Instructions to follow
From the records below, please repeat exactly the line that has "the statue's trouser", the line that has "the boy in dark", and every line between them, and nothing else.

Exercise data

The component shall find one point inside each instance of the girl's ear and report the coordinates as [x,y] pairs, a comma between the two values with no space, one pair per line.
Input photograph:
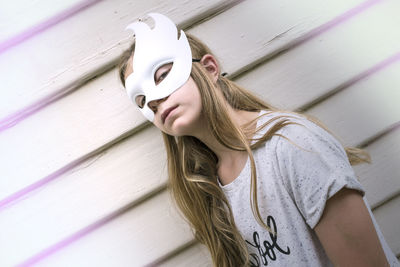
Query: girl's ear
[210,64]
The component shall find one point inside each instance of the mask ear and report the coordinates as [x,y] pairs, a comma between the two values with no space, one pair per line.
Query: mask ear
[211,65]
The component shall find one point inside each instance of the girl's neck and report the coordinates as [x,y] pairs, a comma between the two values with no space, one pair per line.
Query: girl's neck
[230,162]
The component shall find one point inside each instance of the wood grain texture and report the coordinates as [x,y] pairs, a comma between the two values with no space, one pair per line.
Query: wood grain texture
[75,50]
[99,112]
[134,239]
[79,124]
[86,194]
[195,256]
[329,61]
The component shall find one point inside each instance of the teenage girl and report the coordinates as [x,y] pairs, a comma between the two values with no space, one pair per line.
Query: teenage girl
[258,186]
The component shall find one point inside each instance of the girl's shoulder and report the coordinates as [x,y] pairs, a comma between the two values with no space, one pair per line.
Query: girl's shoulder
[299,129]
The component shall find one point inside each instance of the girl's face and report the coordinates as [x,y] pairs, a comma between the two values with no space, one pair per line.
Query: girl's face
[179,113]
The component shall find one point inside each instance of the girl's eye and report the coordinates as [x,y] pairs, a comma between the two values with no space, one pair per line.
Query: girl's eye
[162,76]
[140,101]
[162,72]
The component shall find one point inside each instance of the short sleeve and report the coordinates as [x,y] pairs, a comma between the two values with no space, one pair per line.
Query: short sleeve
[314,168]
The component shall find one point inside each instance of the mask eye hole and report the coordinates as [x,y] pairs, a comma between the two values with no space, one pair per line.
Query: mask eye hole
[140,101]
[162,72]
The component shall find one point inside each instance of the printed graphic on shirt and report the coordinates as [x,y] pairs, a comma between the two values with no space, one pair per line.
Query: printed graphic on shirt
[268,249]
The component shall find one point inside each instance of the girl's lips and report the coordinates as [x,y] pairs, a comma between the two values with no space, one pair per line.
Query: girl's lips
[165,114]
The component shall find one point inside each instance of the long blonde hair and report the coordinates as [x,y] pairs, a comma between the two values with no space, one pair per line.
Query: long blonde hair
[192,166]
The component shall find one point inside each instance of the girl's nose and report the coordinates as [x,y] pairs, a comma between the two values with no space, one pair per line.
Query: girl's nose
[154,103]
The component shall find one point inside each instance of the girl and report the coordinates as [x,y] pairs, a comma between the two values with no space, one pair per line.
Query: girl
[258,186]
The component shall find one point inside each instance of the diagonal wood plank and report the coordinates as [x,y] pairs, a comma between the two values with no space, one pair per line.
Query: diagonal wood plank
[73,51]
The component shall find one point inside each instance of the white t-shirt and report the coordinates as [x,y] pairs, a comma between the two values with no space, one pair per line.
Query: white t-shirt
[293,187]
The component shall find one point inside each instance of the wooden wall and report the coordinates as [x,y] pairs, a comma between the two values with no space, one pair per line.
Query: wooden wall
[83,175]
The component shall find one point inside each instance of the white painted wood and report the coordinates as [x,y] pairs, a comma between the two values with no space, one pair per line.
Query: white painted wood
[195,256]
[325,62]
[76,47]
[364,109]
[19,16]
[381,178]
[64,131]
[388,217]
[91,191]
[99,186]
[103,185]
[133,239]
[99,112]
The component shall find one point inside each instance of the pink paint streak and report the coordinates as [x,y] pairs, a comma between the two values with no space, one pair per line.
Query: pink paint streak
[11,121]
[47,24]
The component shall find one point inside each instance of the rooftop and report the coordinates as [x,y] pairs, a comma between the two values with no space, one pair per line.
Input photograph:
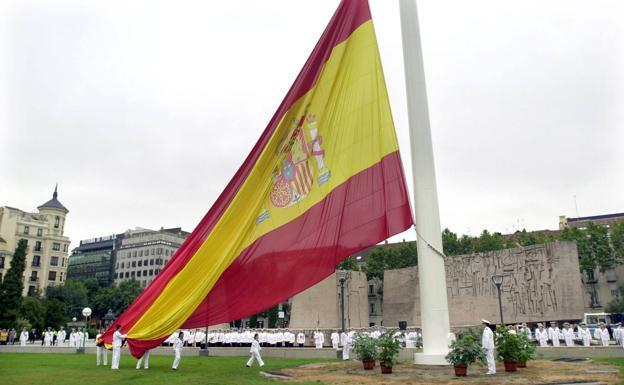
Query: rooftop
[54,203]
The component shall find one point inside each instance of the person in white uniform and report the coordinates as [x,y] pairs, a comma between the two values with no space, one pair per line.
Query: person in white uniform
[101,353]
[255,353]
[144,359]
[335,337]
[62,335]
[568,334]
[553,334]
[602,334]
[47,337]
[178,342]
[23,337]
[319,339]
[487,343]
[541,335]
[585,335]
[617,333]
[117,342]
[300,339]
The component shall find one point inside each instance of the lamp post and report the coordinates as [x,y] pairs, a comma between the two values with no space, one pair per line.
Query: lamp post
[343,275]
[498,281]
[86,312]
[108,318]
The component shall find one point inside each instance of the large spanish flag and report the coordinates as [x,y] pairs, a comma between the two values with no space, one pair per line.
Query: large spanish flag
[324,180]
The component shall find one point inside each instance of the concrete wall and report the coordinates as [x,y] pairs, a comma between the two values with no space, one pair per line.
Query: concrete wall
[319,306]
[541,283]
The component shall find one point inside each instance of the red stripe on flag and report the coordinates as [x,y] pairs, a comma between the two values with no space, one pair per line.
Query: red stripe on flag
[365,210]
[347,18]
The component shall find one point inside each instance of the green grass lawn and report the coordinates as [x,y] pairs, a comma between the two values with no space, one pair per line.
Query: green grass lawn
[79,369]
[619,362]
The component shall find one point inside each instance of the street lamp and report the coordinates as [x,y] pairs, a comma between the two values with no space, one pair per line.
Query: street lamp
[343,275]
[86,312]
[498,281]
[108,318]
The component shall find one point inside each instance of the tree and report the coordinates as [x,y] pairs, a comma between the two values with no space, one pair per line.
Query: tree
[33,309]
[490,242]
[12,287]
[594,249]
[617,240]
[72,295]
[116,297]
[348,264]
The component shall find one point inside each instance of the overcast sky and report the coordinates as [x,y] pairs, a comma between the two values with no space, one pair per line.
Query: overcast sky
[143,110]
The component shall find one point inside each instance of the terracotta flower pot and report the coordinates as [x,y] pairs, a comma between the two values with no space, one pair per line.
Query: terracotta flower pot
[461,370]
[368,364]
[510,365]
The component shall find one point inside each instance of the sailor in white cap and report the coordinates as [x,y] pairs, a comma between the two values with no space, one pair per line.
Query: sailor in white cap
[541,335]
[487,343]
[585,334]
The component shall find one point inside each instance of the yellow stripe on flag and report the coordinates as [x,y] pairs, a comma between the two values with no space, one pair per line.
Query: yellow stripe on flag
[349,107]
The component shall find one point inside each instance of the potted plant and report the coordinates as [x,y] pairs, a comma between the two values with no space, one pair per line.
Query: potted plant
[507,348]
[388,349]
[527,350]
[365,349]
[465,350]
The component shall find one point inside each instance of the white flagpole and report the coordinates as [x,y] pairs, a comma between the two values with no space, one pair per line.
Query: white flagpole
[431,275]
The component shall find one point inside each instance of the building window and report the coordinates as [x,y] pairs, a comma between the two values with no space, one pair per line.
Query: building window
[36,261]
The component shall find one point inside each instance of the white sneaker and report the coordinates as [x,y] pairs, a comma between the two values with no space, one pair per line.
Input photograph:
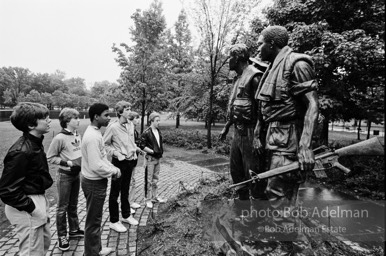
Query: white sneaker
[135,205]
[118,226]
[131,221]
[105,251]
[161,200]
[149,204]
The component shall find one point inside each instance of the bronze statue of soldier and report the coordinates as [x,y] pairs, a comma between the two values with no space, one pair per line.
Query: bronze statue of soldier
[288,107]
[243,113]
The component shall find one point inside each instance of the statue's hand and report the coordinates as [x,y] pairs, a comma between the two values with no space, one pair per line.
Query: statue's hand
[223,134]
[306,158]
[257,146]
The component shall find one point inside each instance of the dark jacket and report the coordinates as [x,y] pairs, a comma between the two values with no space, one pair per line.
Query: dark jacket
[148,140]
[25,173]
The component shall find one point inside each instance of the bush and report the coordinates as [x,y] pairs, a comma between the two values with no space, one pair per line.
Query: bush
[195,139]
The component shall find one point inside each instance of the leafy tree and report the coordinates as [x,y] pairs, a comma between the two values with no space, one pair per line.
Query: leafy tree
[219,24]
[47,99]
[76,86]
[179,62]
[15,81]
[32,96]
[141,69]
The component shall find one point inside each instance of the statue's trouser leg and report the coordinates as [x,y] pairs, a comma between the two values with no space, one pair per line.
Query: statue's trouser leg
[242,161]
[236,166]
[282,194]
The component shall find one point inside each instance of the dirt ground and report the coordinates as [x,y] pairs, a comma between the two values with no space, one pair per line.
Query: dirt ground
[180,228]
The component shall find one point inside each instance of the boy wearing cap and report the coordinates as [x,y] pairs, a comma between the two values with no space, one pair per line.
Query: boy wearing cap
[25,179]
[151,143]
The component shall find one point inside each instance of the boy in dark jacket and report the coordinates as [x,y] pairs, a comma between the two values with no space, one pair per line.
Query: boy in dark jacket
[25,179]
[151,143]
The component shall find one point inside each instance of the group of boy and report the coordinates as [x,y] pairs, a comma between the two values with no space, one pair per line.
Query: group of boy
[82,162]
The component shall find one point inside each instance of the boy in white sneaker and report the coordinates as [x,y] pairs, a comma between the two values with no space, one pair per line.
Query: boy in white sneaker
[122,148]
[65,152]
[151,143]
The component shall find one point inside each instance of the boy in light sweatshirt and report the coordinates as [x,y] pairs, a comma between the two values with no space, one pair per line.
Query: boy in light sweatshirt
[65,152]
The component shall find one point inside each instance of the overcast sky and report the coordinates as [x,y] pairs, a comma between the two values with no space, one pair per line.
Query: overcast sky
[74,36]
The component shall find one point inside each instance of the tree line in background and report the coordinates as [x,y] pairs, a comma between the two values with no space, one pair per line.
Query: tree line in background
[161,70]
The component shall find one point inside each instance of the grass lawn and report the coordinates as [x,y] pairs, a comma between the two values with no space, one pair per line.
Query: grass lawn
[9,135]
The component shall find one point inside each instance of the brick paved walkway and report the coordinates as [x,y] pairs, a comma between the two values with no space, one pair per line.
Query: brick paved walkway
[172,172]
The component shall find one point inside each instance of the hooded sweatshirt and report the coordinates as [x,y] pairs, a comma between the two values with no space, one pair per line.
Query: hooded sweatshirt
[64,147]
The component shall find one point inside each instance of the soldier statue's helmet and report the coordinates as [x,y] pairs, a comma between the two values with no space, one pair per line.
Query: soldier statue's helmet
[262,66]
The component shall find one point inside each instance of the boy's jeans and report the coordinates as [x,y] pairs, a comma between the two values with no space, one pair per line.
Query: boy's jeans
[132,187]
[151,178]
[121,186]
[33,230]
[68,193]
[95,193]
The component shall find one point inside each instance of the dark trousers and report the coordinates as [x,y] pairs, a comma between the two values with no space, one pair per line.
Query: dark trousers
[121,186]
[95,194]
[243,159]
[68,193]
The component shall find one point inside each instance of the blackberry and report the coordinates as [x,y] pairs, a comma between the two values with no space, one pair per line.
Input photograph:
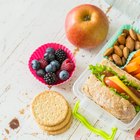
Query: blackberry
[43,63]
[50,78]
[40,72]
[35,64]
[60,55]
[49,57]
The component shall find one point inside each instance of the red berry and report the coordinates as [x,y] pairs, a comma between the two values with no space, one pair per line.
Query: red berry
[43,63]
[67,65]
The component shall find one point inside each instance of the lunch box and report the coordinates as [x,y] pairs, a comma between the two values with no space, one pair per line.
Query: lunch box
[90,106]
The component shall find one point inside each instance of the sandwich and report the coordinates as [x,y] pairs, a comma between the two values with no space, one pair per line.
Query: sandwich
[114,90]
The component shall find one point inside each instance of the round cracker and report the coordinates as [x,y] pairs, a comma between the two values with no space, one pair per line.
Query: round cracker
[64,129]
[59,126]
[49,108]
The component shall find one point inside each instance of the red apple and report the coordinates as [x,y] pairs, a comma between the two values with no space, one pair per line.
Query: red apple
[86,26]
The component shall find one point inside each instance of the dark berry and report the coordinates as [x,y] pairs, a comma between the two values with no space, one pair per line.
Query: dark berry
[50,78]
[49,57]
[56,64]
[50,50]
[40,72]
[43,63]
[35,64]
[67,65]
[63,75]
[60,55]
[50,68]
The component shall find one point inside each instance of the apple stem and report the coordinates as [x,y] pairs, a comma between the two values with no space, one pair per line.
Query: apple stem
[86,18]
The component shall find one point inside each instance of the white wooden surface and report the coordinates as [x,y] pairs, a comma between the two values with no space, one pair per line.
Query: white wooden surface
[25,25]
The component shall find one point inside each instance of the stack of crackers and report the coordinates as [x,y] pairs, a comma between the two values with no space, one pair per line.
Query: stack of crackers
[52,112]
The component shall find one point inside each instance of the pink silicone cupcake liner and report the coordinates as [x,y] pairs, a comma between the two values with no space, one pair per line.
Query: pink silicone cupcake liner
[39,53]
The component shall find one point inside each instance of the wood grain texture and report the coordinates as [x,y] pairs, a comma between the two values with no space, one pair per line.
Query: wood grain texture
[24,26]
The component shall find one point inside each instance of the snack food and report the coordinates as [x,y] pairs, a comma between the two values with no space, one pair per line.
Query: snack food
[60,125]
[52,112]
[133,67]
[49,60]
[113,89]
[127,42]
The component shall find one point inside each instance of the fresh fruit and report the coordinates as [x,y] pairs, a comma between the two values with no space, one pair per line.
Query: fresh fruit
[50,50]
[50,68]
[63,75]
[56,64]
[49,57]
[50,78]
[40,72]
[60,55]
[43,63]
[112,84]
[86,26]
[137,135]
[67,65]
[35,64]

Answer for the task
The component shall find one point inside each instance of the statue's trouser leg and report the coordinates as [x,y] pairs, a comma between the two values with no space, one pair per line.
Query: statue's trouser leg
[242,161]
[236,166]
[282,194]
The component shall find one point inside each instance of the dirt ground and report the coordinates as [x,y] pairs, a comma between the two values with no space, one pair per line.
Query: dirt ground
[180,228]
The component shall find one point inside each instance of the boy wearing cap and report the coordinates as [x,y] pairs, a comma between the two values with no space, one pair per line.
Query: boy wearing cap
[25,179]
[151,143]
The component shall find one point inside each instance of the boy in dark jacket and report the coordinates as [x,y] pairs, a comma between the two values with no space, one pair per line.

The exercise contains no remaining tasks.